Copy out all of the data below word for word, but leave out the pictures.
** begin Task material **
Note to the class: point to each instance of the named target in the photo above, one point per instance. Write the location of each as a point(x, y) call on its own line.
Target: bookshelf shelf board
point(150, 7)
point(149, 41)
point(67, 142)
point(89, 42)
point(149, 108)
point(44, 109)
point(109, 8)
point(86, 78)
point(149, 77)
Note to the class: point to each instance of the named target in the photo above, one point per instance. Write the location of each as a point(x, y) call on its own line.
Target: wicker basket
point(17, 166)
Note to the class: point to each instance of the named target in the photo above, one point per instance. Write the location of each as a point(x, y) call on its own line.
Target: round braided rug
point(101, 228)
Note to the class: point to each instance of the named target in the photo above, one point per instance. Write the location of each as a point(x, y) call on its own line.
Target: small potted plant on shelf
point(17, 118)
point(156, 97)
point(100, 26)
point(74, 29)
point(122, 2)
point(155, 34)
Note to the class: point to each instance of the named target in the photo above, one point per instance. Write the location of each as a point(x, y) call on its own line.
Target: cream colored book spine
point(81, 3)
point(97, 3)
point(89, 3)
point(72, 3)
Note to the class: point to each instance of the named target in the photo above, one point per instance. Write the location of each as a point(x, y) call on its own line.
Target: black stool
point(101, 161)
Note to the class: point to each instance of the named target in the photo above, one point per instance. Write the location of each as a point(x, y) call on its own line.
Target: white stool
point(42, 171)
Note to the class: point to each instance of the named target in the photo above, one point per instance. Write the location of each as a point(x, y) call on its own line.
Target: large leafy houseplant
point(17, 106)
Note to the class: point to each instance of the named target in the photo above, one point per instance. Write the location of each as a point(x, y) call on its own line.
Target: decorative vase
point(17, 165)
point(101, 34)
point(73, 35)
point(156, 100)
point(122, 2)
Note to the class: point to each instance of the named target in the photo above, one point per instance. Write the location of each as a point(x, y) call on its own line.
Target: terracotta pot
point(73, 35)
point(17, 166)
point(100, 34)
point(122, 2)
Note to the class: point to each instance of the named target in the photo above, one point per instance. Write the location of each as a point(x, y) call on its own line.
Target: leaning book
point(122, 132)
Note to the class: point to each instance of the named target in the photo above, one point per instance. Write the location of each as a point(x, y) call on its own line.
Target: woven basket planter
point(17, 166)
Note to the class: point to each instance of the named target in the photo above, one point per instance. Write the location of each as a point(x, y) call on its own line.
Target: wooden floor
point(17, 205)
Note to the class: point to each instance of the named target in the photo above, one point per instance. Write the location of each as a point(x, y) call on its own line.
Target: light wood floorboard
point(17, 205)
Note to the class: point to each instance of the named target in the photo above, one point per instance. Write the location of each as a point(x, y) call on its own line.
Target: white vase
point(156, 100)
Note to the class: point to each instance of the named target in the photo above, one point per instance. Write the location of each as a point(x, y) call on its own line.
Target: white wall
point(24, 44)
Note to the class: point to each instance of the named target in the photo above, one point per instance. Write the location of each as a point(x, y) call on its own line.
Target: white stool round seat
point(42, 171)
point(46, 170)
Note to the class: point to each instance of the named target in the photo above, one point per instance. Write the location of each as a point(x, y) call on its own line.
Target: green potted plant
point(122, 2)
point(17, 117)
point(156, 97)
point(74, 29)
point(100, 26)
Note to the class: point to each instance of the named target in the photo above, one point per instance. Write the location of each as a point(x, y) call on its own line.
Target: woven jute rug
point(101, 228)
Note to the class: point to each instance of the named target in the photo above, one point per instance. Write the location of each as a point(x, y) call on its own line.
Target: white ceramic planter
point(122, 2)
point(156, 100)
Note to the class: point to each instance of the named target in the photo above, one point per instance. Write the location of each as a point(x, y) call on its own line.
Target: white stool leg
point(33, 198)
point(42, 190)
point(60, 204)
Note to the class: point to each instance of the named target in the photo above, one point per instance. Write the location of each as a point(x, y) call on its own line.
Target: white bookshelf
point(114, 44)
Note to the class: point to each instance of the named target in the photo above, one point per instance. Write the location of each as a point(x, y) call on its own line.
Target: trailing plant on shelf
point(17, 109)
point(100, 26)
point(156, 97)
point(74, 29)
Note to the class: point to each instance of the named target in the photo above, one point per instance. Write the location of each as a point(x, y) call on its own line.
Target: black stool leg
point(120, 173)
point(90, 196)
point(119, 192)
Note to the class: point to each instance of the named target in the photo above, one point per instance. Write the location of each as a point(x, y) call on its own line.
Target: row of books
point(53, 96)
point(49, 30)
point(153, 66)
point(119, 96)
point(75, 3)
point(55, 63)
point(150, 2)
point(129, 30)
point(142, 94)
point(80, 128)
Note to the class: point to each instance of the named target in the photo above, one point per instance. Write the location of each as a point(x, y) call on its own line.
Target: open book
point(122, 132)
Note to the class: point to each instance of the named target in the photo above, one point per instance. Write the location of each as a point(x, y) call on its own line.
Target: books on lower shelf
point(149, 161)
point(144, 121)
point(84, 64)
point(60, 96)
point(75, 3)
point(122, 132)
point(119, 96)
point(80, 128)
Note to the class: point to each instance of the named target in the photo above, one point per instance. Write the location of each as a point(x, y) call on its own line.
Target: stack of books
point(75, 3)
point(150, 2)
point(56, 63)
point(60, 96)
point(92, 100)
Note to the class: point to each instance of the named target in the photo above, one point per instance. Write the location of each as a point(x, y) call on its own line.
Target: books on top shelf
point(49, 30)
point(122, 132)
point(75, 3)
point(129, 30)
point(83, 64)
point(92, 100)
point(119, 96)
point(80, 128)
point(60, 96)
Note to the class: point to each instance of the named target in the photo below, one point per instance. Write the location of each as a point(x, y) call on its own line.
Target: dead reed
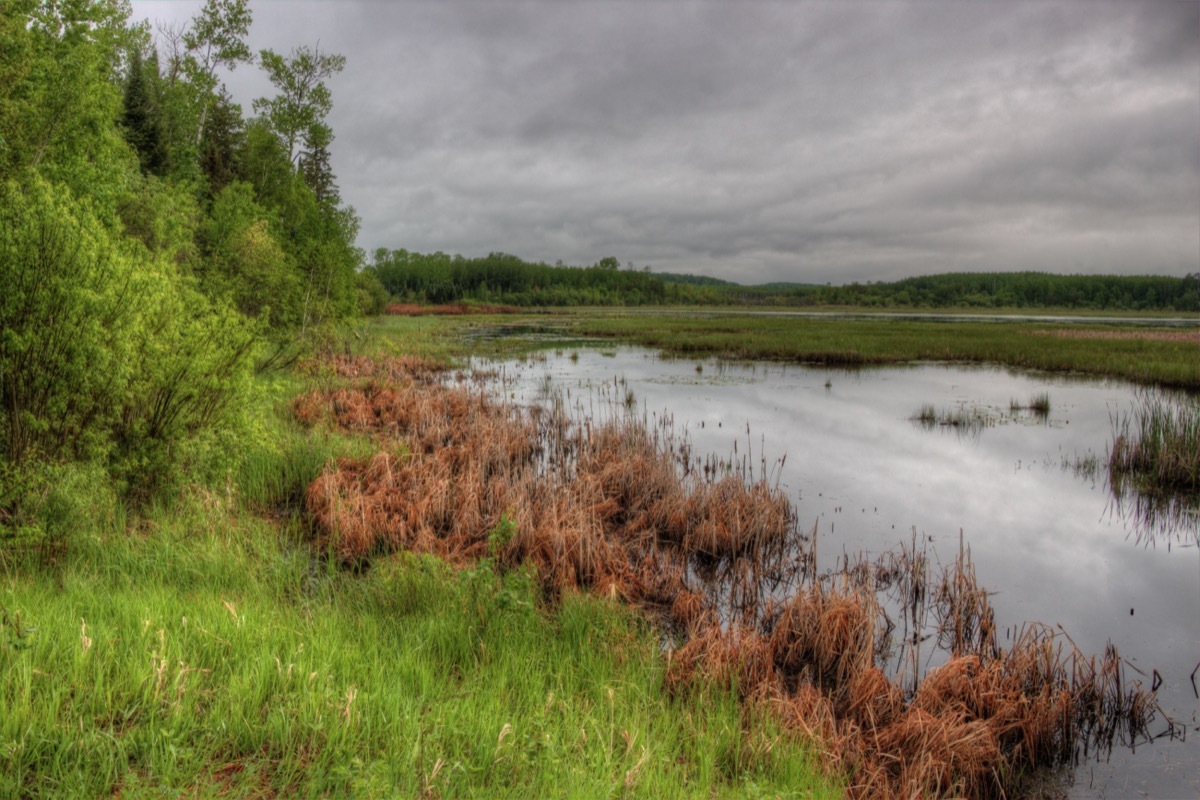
** end Task material **
◆ Completed exercise:
Note to the class: point to each instance of the named target in the photo above, one point per instance. Write the location of each as a point(x, y) call on its own line.
Target: bookshelf shelf board
point(150, 7)
point(149, 41)
point(67, 142)
point(89, 42)
point(149, 108)
point(44, 109)
point(109, 8)
point(86, 78)
point(149, 77)
Note to the class: point to each instance of the named target in the photo above, one point per instance. Write the location of each as a point(x, y) call on its own line.
Target: wicker basket
point(17, 166)
Note to the class: point to each instance of the named target in the photo above, one point per instance. Write the location of each as a point(x, y) call on its own line.
Target: round braided rug
point(101, 228)
Note to the class: point to each instance of the named target in the photo above, one point per instance. Write the location of each as a point(x, y) call on its own line.
Target: small potted plant on shelf
point(17, 118)
point(156, 97)
point(100, 26)
point(74, 29)
point(122, 2)
point(155, 34)
Note to the class: point to each instance of the named target in the photo above, one point per instance. Write the location of each as a point(x, y) call on its own line.
Target: cream colored book spine
point(81, 3)
point(97, 3)
point(89, 3)
point(72, 3)
Note to the class: point to each instance of the named target in the photo above, one point per instance. Write the location of each as a point(x, y) call on its own line.
Target: black stool
point(101, 161)
Note to the class: point to each instance of the named target in the photo above, one point per instance. Write the location of each as a point(x, y) call on its own line.
Target: white stool
point(42, 171)
Note to the class: point to each instance of the named target in the photo above, one point per instance. Write the location of each as a point(x, y) call on its own line.
Target: large leafy houseplant
point(17, 106)
Note to the class: point to each instance of the named target in the photo above, one point per instance. Write the location of each as a point(x, y) call on its own line.
Target: decorative vase
point(17, 165)
point(101, 34)
point(73, 35)
point(156, 100)
point(122, 2)
Note to the class: point to each instance of the named target in the photo above, one point per instance. Write the location of each as a point(x, y) call on its own line.
Target: terracotta pot
point(73, 35)
point(17, 166)
point(100, 34)
point(122, 2)
Note to the class: point to each instance of the named target in the photo above, one point per instance. Write the location of each as a point(x, y) call on its own line.
Target: leaning book
point(122, 132)
Note to the class: point to each instance of the named target in the photo above, one point per instance. Write the location of each as a point(x, y) call on its own line.
Target: woven basket planter
point(17, 166)
Note to the class: point to each instance of the named target in the photo above, one point per instance. Write the location of each as a point(x, y) call on its own line.
Target: wooden floor
point(17, 205)
Note to the class: point to each instance of the named target in the photo above, one point per instance. Write the location of each as a point(x, y) call on its own line.
Target: light wood floorboard
point(17, 205)
Note to the class: point to each instance of the named target in the photo above, one point per instance. Write the location of each as a point(x, y) call on its own line.
Target: white vase
point(156, 100)
Note to the class: point to each instance of the named target in the photo above, one point per instance. Write the location of each as a point(x, y) call on its own line.
Target: white wall
point(24, 44)
Note to the class: point to each instance of the named target in the photo above, one point per instance. Write the location of each as a point(x, y) call on its own line.
Target: white stool round seat
point(42, 171)
point(46, 170)
Note to the class: point to each instance of the named target in the photo above, one point per instance. Write the location of each as a point(x, y) call on its own line.
Target: green potted plant
point(122, 2)
point(17, 117)
point(156, 97)
point(74, 29)
point(100, 26)
Note to the class: point to each instance of the named target in the photo above, one point per instance. Write the location of each as a point(x, y) call on its own line.
Target: woven jute rug
point(101, 228)
Note to the class: point to each instance of the named target in the photo above, one point per instance. Write the location of each as a point(x, y) call on its own line.
Target: white ceramic planter
point(122, 2)
point(156, 100)
Note to the class: point to each instance of the named target in the photo above, one point per instance. Write the location of each as a point(x, y) call on its own line.
Target: white stool leg
point(33, 198)
point(42, 190)
point(60, 204)
Note to the class: point to each instance of the named target in the photo above, one point per instance. Write the location of each as a point(x, y) call on its own line.
Target: white bookshelf
point(114, 44)
Note to the class: point to each instance of the named target in the photo above, one point per instance. Write the location of each as a point(x, y) call on its own line.
Target: trailing plant on shelf
point(17, 109)
point(100, 26)
point(156, 97)
point(74, 29)
Note to the class: point to each instance of the named target in the photo above, one point per instance. Write the location of each as a point(x, y) call on its own line.
Target: black stool leg
point(120, 173)
point(90, 196)
point(119, 192)
Note to the class: point to each instance of the named target in the photo above, one point per instance. Write the location of each as a point(x, y) call on its own line.
Target: row of books
point(53, 96)
point(49, 30)
point(153, 66)
point(119, 96)
point(75, 3)
point(55, 63)
point(150, 2)
point(129, 30)
point(142, 94)
point(80, 128)
Note to the class: point to each instance of the named target in the photo above, one point per instance. Write the location of each as a point(x, y) call on its own line.
Target: open book
point(122, 132)
Note to the class: point to each instance of the named target in the photo above, one point per instance. Write the location of each as a point(x, y) call on its own line.
Target: books on lower shelf
point(149, 161)
point(144, 121)
point(84, 64)
point(60, 96)
point(75, 3)
point(122, 132)
point(119, 96)
point(80, 128)
Note to the class: point to each instance of the named target in the photo above, one point per instance. Write the location of each as a point(x, y) call on its own line.
Target: stack of books
point(75, 3)
point(150, 2)
point(56, 63)
point(60, 96)
point(92, 100)
Note to the class: point to each instance of the named target in the photo above, one point per instance. Write the location of each as a point(x, y) call on its own line.
Target: books on top shelf
point(49, 30)
point(122, 132)
point(75, 3)
point(129, 30)
point(83, 64)
point(92, 100)
point(119, 96)
point(80, 128)
point(60, 96)
Note to the class: point to each instance of the named target in the photo below, one point per instance. Write the location of each as a point(x, y) call on its own line.
Target: dead reed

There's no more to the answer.